── Input material

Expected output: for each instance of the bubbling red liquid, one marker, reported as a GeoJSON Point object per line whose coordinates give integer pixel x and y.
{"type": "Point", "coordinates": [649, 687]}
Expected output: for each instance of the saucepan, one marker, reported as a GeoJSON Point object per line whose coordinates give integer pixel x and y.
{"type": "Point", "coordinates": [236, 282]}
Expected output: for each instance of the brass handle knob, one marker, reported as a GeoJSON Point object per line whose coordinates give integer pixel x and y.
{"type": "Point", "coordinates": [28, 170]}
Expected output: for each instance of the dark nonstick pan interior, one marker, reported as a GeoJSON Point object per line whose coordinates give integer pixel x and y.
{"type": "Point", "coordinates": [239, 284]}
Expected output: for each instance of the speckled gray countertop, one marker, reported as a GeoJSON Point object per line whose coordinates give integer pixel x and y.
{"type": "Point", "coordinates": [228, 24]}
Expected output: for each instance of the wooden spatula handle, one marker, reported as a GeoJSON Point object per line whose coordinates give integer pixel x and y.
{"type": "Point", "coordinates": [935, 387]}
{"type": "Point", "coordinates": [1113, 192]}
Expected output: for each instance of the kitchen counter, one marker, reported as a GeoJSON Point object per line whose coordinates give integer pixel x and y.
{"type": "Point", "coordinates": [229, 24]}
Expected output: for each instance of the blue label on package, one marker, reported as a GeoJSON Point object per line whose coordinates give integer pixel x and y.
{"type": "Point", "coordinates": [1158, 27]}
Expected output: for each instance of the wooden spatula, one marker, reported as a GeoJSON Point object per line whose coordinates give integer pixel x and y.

────

*Problem statement:*
Write out again, exactly as they appear above, the lines from the one containing "Expected output: for each instance of the blue" to the final line, and only those.

*Answer:*
Expected output: for each instance of the blue label on package, one marker, reported as a GeoJSON Point object per line whose coordinates give integer pixel x and y.
{"type": "Point", "coordinates": [1158, 27]}
Expected output: for each instance of the wooden spatula, one marker, reported as a GeoJSON Point object per line whose coordinates give integer pixel x and y.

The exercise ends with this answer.